Copy out every one of the rows below, substituting "timber" for each occurrence of "wooden" and leaving everything else unchanged.

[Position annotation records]
————————
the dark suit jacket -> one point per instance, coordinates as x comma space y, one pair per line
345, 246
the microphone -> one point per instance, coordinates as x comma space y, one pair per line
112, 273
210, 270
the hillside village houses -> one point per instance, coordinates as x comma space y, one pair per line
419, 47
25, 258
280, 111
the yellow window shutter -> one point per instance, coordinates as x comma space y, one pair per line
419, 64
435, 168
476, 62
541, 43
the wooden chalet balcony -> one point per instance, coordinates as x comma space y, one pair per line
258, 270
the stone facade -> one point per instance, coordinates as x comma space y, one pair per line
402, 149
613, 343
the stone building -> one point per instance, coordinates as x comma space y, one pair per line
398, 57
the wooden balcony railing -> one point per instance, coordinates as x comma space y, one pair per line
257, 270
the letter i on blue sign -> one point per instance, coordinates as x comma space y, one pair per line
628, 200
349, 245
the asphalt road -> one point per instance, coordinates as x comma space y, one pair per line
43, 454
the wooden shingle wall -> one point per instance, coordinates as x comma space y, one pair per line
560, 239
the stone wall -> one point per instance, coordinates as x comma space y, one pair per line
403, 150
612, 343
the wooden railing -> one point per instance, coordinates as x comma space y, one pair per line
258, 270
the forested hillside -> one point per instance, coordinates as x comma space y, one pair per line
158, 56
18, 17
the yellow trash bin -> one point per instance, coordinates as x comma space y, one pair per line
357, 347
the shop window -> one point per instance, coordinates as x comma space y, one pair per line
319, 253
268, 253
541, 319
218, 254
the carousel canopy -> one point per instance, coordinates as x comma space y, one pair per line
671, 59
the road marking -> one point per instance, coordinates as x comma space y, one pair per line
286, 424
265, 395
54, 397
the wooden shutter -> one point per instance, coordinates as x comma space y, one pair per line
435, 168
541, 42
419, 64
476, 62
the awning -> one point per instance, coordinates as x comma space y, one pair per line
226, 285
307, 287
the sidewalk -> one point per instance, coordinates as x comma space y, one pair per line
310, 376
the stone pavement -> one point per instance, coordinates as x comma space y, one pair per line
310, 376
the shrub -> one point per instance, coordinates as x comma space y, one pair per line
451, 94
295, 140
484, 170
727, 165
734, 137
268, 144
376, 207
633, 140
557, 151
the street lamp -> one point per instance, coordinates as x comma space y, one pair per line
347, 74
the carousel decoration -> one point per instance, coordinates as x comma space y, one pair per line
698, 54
————————
* **EXERCISE SOLUTION**:
the dark suit jacket -> one point per instance, coordinates as x comma space y, one pair per line
345, 246
the microphone -> one point per instance, coordinates as x comma space y, one pair per line
112, 273
210, 270
the hillside village houses -> one point per instance, coordinates as x comma space y, one pair per line
419, 47
25, 258
280, 111
the yellow window shutter -> one point per instance, coordinates as x comma space y, one pair per line
419, 64
435, 168
476, 62
541, 43
the timber chalet balcony -> one point per instance, coordinates as x comma space y, one pair per line
258, 270
the stone facade -> one point per instance, coordinates as x comma space y, one pair per line
402, 149
613, 343
the stone building -> one point per instance, coordinates as x comma space y, one pair per line
398, 57
the timber balcony railing -> one point per instance, coordinates as x comma space y, one pair per line
257, 270
the letter i on blue sign -> one point per instance, coordinates as x comma space y, one pair per line
628, 200
349, 245
the asphalt road -> one point per instance, coordinates as x comma space y, one pair per line
43, 454
the timber shingle wall -> one point per instance, coordinates as x comma space y, one pair per line
560, 239
the stone wall -> one point per instance, coordinates as x comma space y, one pair per line
403, 150
612, 343
the timber railing -> one point per instance, coordinates as x comma space y, one pair per line
258, 270
the forested hillside -> one point per instance, coordinates as x comma space y, one pair per line
158, 56
18, 17
the yellow trash bin -> one point per instance, coordinates as x comma space y, one pair per line
357, 347
the shop window -> one point per instance, coordinates as x comma space y, one pair per line
319, 253
268, 253
541, 319
218, 254
the carousel canopy -> one point per instance, coordinates as x comma space y, one pair per line
671, 59
the road marking -> one point per instance, coordinates as x comma space y, one pair per line
286, 424
265, 395
54, 397
the timber shutter -> one point per instance, coordinates as x comma space y, one pair per line
435, 168
541, 42
419, 64
476, 62
the awning -> one point per instance, coordinates as x comma space y, one pair per line
226, 285
307, 287
the sidewalk -> one point per instance, coordinates as x comma space y, one pair per line
310, 376
the stone pavement -> one point per instance, coordinates as x comma space y, one pair per line
310, 376
the shrub -> one point per instance, coordinates as x comma space y, one pair per line
451, 94
295, 140
484, 170
727, 165
734, 137
268, 144
376, 207
633, 140
557, 151
the street lamp -> one point per instance, coordinates as x comma space y, one pair per line
347, 74
the carousel decoration -> one point per instance, coordinates as x comma space y, one pair per line
698, 54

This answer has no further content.